■ Directions for this task: Reproduce all of the rows below, including the requests, but multiply every point coordinate in the answers by 1.7 and round each result to a whole number, with halves rounded up. Leave the pictures out of your output.

>> START Record set

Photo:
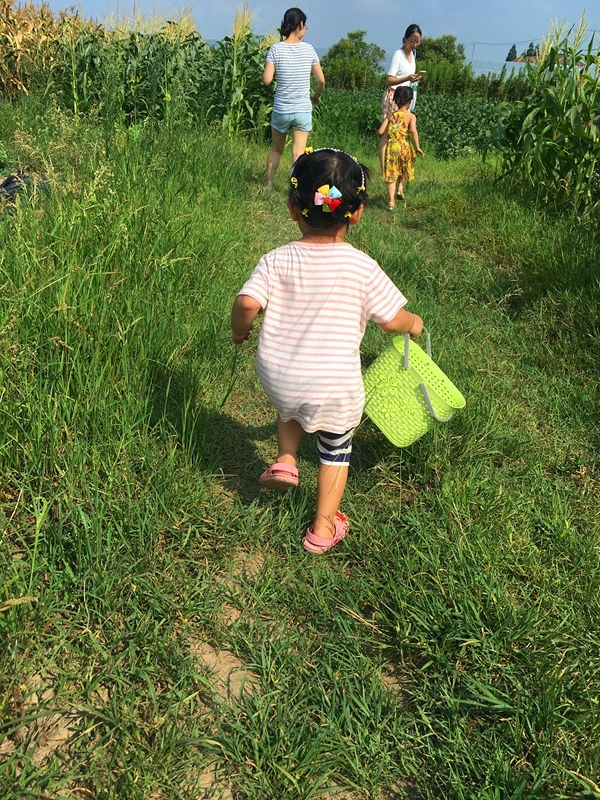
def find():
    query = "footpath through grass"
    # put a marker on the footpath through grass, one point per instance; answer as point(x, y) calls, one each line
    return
point(163, 633)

>> END Record set

■ Solution to this problem:
Photo:
def find():
    query = "footpath through grass"
    # put a marker on the footpath through grass, one point per instance; answer as point(x, y) calls, one each line
    return
point(277, 1076)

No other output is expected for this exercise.